WHAT THE TASK ASKS. Print every one of the entries below word for word, without changing anything.

** START DATA FOR THIS TASK **

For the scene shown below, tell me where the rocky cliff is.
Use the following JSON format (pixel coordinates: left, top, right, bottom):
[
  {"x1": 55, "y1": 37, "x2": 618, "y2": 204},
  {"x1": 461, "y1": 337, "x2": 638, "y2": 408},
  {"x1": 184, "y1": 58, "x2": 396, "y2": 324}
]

** END DATA FOR THIS TASK **

FINISHED TASK.
For the scene shown below, tell me where the rocky cliff is.
Use the following JSON format (pixel coordinates: left, top, right, bottom):
[
  {"x1": 55, "y1": 37, "x2": 618, "y2": 204},
  {"x1": 461, "y1": 337, "x2": 638, "y2": 408},
  {"x1": 184, "y1": 58, "x2": 396, "y2": 324}
]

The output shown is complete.